_Your goal_: Everything in the listing should be restated word for word.

──────── Record list

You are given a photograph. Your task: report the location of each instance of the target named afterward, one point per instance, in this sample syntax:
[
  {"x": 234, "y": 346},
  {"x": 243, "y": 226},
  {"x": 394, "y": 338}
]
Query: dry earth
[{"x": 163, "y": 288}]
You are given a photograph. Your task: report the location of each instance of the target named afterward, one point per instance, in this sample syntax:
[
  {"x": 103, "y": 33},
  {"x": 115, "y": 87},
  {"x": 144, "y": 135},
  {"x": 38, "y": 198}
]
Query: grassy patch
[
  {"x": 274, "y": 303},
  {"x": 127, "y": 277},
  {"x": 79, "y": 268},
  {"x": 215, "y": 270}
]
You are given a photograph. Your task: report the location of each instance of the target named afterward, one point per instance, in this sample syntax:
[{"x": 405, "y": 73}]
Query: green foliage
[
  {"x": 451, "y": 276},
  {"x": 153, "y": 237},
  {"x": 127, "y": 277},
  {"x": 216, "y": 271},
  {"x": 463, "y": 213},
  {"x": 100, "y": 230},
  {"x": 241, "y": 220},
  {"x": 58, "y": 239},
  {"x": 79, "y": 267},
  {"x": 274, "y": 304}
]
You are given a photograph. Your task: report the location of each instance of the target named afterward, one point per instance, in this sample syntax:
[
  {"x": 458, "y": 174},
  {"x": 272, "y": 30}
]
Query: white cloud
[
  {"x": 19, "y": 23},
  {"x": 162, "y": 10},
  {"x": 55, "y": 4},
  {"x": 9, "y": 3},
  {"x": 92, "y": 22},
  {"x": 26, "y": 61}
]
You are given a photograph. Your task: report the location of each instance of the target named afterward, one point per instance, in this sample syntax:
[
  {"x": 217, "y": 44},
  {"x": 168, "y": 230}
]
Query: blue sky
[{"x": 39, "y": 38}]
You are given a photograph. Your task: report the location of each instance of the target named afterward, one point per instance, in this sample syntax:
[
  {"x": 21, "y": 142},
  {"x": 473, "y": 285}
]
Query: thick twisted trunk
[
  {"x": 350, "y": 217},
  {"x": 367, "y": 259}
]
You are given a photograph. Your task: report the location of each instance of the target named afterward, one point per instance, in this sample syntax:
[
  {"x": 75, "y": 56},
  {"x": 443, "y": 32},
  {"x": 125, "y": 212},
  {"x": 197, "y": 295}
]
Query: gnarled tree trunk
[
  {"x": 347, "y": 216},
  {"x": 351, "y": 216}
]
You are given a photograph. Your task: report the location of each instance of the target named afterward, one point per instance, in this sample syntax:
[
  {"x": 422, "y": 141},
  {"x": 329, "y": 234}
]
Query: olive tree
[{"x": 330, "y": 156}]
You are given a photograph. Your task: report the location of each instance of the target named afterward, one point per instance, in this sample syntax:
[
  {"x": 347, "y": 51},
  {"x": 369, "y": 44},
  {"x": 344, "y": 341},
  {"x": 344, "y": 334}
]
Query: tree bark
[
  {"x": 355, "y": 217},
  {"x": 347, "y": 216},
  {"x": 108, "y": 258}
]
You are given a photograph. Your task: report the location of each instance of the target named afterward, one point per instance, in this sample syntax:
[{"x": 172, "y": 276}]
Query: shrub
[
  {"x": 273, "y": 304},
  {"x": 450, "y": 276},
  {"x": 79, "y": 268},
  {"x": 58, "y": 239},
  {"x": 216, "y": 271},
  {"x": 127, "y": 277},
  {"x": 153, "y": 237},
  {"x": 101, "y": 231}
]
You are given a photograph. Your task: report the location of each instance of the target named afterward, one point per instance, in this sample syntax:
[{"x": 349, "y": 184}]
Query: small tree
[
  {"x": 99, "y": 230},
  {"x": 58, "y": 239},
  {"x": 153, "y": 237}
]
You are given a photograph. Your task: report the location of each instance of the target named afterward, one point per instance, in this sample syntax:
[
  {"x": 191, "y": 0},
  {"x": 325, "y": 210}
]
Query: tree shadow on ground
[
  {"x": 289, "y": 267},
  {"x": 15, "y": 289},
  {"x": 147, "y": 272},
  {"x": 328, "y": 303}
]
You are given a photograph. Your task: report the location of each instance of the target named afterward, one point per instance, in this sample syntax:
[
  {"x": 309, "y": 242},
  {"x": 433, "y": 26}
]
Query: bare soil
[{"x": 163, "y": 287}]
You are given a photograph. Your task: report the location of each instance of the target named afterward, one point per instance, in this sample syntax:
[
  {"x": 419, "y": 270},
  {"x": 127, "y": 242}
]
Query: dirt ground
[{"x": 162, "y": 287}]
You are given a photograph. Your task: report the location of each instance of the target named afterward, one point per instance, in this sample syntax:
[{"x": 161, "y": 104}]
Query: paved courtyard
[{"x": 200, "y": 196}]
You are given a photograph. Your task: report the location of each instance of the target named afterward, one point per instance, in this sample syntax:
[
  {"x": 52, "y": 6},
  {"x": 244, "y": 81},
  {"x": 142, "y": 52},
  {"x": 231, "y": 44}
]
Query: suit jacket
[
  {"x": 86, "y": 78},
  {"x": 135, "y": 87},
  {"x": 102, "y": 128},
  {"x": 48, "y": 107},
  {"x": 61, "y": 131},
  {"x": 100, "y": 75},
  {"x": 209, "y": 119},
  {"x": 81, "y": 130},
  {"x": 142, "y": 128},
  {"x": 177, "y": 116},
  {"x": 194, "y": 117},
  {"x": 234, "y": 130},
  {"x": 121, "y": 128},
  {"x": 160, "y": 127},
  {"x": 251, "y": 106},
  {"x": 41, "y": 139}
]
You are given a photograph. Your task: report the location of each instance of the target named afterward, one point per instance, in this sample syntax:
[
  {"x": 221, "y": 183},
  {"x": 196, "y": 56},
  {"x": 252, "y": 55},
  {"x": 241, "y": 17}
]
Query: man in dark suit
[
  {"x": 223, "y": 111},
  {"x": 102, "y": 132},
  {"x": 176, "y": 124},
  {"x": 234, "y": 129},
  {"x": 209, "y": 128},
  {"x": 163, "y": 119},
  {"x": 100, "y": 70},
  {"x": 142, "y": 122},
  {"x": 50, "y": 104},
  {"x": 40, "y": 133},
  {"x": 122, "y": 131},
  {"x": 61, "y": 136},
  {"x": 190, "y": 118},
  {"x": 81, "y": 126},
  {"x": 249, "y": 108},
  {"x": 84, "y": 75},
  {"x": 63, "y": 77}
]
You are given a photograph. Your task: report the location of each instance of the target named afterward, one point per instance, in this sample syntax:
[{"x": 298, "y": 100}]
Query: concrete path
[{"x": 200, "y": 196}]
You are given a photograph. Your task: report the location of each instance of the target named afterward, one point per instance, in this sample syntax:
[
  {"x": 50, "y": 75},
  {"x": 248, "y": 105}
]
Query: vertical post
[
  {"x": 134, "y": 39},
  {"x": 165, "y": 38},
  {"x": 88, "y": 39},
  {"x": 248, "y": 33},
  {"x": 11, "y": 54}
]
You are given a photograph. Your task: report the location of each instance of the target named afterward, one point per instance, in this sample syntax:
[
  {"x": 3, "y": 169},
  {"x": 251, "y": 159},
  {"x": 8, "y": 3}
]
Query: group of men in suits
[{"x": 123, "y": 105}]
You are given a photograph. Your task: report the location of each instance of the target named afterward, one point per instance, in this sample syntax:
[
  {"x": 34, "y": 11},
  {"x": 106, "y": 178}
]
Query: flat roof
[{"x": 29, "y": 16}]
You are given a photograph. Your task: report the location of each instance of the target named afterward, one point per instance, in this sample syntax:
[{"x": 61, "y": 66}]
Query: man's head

────────────────

_Answer for this exercise_:
You are given a photograph. Your task: report the location of each instance of the target named afterward, one point per instance, in this sample syntax:
[
  {"x": 234, "y": 346},
  {"x": 243, "y": 226},
  {"x": 394, "y": 338}
]
Query: dry earth
[{"x": 163, "y": 288}]
You are given a photograph. Your task: report the location of each instance of the target named afterward, one point per instance, in this sample syntax:
[
  {"x": 103, "y": 33},
  {"x": 115, "y": 87},
  {"x": 144, "y": 135},
  {"x": 38, "y": 198}
]
Query: grassy patch
[
  {"x": 274, "y": 303},
  {"x": 127, "y": 277},
  {"x": 79, "y": 268},
  {"x": 215, "y": 270}
]
You are given a photograph. Your task: report the location of each instance of the target named afterward, one point per instance, in this sample syntax:
[{"x": 405, "y": 73}]
Query: green foliage
[
  {"x": 451, "y": 276},
  {"x": 153, "y": 237},
  {"x": 127, "y": 277},
  {"x": 216, "y": 271},
  {"x": 463, "y": 213},
  {"x": 100, "y": 230},
  {"x": 241, "y": 220},
  {"x": 58, "y": 239},
  {"x": 79, "y": 267},
  {"x": 274, "y": 304}
]
You are given a photograph. Your task: report the location of each instance of the target named afterward, one point per instance, in this sample syntax:
[
  {"x": 458, "y": 174},
  {"x": 272, "y": 30}
]
Query: white cloud
[
  {"x": 19, "y": 23},
  {"x": 162, "y": 10},
  {"x": 55, "y": 4},
  {"x": 9, "y": 3},
  {"x": 92, "y": 22},
  {"x": 26, "y": 61}
]
You are given a photograph. Your task: report the location of each instance of the target named afterward, one point per instance, in this sample syntax:
[
  {"x": 217, "y": 44},
  {"x": 168, "y": 230}
]
Query: blue sky
[{"x": 39, "y": 38}]
You are given a photograph. Your task: report the location of each instance of the target named afterward, one point per instance, in this sample syntax:
[
  {"x": 21, "y": 142},
  {"x": 473, "y": 285}
]
Query: thick twisted trunk
[
  {"x": 350, "y": 217},
  {"x": 367, "y": 259}
]
You are given a photograph. Your task: report the location of each instance of the target named afterward, one point per instance, in this sample syntax:
[
  {"x": 75, "y": 56},
  {"x": 443, "y": 32},
  {"x": 125, "y": 212},
  {"x": 197, "y": 295}
]
Query: gnarled tree trunk
[
  {"x": 347, "y": 216},
  {"x": 351, "y": 216}
]
You are given a photograph. Your task: report the location of each instance of the target named afterward, one point per instance, in this sample syntax:
[
  {"x": 422, "y": 141},
  {"x": 329, "y": 234}
]
Query: olive tree
[{"x": 330, "y": 156}]
You are given a photograph. Your task: report the location of each instance of the target named afterward, one point per instance, in this sample syntax:
[
  {"x": 347, "y": 51},
  {"x": 369, "y": 44},
  {"x": 344, "y": 341},
  {"x": 344, "y": 334}
]
Query: tree bark
[
  {"x": 355, "y": 217},
  {"x": 347, "y": 216},
  {"x": 108, "y": 258}
]
You are given a photograph. Your task: report the location of each instance of the target named afterward, one point per instance, in this sample syntax:
[{"x": 172, "y": 276}]
Query: shrub
[
  {"x": 273, "y": 304},
  {"x": 450, "y": 276},
  {"x": 79, "y": 268},
  {"x": 58, "y": 239},
  {"x": 216, "y": 271},
  {"x": 127, "y": 277},
  {"x": 153, "y": 237},
  {"x": 101, "y": 231}
]
You are given a photograph. Your task: report the location of each instance of the target named afterward, one point per instance, in this sample syntax:
[{"x": 349, "y": 184}]
Query: small tree
[
  {"x": 99, "y": 230},
  {"x": 58, "y": 239},
  {"x": 153, "y": 237}
]
You are given a photograph. Your task: report the location of each instance of the target named afterward, one point per instance, in this sample syntax:
[
  {"x": 191, "y": 0},
  {"x": 325, "y": 210}
]
Query: tree shadow on ground
[
  {"x": 289, "y": 267},
  {"x": 15, "y": 289},
  {"x": 147, "y": 272},
  {"x": 328, "y": 303}
]
You are given a photograph. Your task: report the location of each instance of the target named afterward, one point per instance, in this sample syntax:
[
  {"x": 309, "y": 242},
  {"x": 433, "y": 26}
]
Query: bare soil
[{"x": 163, "y": 287}]
You are given a photograph. Your task: report the location of each instance of the target named afterward, one point per instance, in this sample syntax:
[
  {"x": 419, "y": 270},
  {"x": 127, "y": 242}
]
Query: dirt ground
[{"x": 162, "y": 287}]
You are given a photograph. Your task: report the location of each instance of the target named afterward, one point per instance, in this sample syntax:
[{"x": 161, "y": 104}]
Query: paved courtyard
[{"x": 200, "y": 196}]
You are given a photograph. Your task: report the location of each instance of the target named afterward, one point per instance, in this sample syntax:
[
  {"x": 52, "y": 6},
  {"x": 244, "y": 81},
  {"x": 142, "y": 52},
  {"x": 231, "y": 44}
]
Query: suit jacket
[
  {"x": 86, "y": 78},
  {"x": 135, "y": 87},
  {"x": 102, "y": 128},
  {"x": 48, "y": 107},
  {"x": 61, "y": 131},
  {"x": 100, "y": 75},
  {"x": 209, "y": 119},
  {"x": 81, "y": 130},
  {"x": 142, "y": 128},
  {"x": 177, "y": 116},
  {"x": 194, "y": 117},
  {"x": 234, "y": 130},
  {"x": 121, "y": 128},
  {"x": 160, "y": 127},
  {"x": 251, "y": 106},
  {"x": 41, "y": 139}
]
You are given a photograph. Your task: report the location of each instance of the target named afterward, one point per instance, in this sample syntax:
[
  {"x": 221, "y": 183},
  {"x": 196, "y": 56},
  {"x": 252, "y": 55},
  {"x": 241, "y": 17}
]
Query: man in dark suit
[
  {"x": 223, "y": 111},
  {"x": 102, "y": 132},
  {"x": 176, "y": 124},
  {"x": 234, "y": 129},
  {"x": 209, "y": 128},
  {"x": 163, "y": 119},
  {"x": 100, "y": 70},
  {"x": 142, "y": 122},
  {"x": 50, "y": 104},
  {"x": 40, "y": 133},
  {"x": 122, "y": 131},
  {"x": 61, "y": 136},
  {"x": 190, "y": 118},
  {"x": 81, "y": 126},
  {"x": 249, "y": 108},
  {"x": 84, "y": 75},
  {"x": 63, "y": 77}
]
You are given a photograph. Your task: report the location of each instance of the target named afterward, one point per instance, in this sample syntax:
[{"x": 298, "y": 100}]
Query: concrete path
[{"x": 200, "y": 196}]
You are given a photograph. Your task: report the location of each instance of the target named afterward, one point per instance, in this sample syntax:
[
  {"x": 50, "y": 75},
  {"x": 248, "y": 105}
]
Query: vertical post
[
  {"x": 134, "y": 39},
  {"x": 165, "y": 38},
  {"x": 88, "y": 39},
  {"x": 248, "y": 33},
  {"x": 11, "y": 54}
]
You are given a photograph. Your task: report the location of each instance of the target named afterward, one point per instance, in this sample syntax:
[
  {"x": 3, "y": 169},
  {"x": 251, "y": 159},
  {"x": 8, "y": 3}
]
Query: group of men in suits
[{"x": 123, "y": 105}]
You are given a photograph. Your task: report the location of each instance of the target named afterward, one point per instance, in this sample syntax:
[
  {"x": 34, "y": 11},
  {"x": 106, "y": 178}
]
Query: flat roof
[{"x": 29, "y": 16}]
You are given a photograph. Your task: report the location of each instance of the target named afterward, one point per instance, in this sample syntax:
[{"x": 61, "y": 66}]
Query: man's head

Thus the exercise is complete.